Assignment = Please check the comment on Mozilla below: as of which version did Pale Moon fork Firefox?

Selected excerpt =

+---+

What pisses me off is its pretty damned obvious that like a lot of FOSS projects the developers at Mozilla frankly don't give a shit what the users think. I don't know if its because its free software, if they think that gives them the right to just crap on the users, if its just bad attitudes or what, but I have noticed a lot of projects adopting this "We are going THIS way, get on board or go fuck yourself" attitude and it stinks. I think the numbers speak for themselves, FF was growing until they became all about the bling bling and ignoring the users and its been dropping steadily since.
Of course the sad part is this isn't a new thing for the Moz devs, it just wasn't as bad as it is now. Anybody remember how they swore up and down the memory leaks were all in the users heads, right up until they put out the release that basically said "Oh and we fixed the memory issues!"...wait, what? the memory issues you told us didn't exist, THOSE memory issues? And anybody whose taken a look at their roadmap lately...ugh...its fricking metro UI candy and appstores, yep, that's what we need, more candy coating and fricking appstores.
That is why I suggest those that don't want to go where Moz is heading to try Pale Moon if you wish to keep your FF extensions, as they have forked it as of V12 so they won't be going for the glossy bling bling of future FF, or if you're not wedded to FF extensions maybe try QTWeb which has support for flash and ABP and runs on all the major OSes, Linux, BSD, OSX, and Windows.

+---+

Given entries =
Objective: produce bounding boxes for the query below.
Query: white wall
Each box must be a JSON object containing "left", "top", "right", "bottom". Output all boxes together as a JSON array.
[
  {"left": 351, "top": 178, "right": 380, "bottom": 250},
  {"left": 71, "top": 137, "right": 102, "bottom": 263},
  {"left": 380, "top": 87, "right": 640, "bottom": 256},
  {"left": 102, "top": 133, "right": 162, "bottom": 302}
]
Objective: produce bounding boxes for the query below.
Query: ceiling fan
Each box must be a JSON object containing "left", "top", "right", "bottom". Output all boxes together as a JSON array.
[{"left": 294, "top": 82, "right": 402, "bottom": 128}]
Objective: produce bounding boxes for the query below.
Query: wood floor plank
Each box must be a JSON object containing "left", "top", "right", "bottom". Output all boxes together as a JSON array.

+---+

Solution for this problem = Version 12 (V12).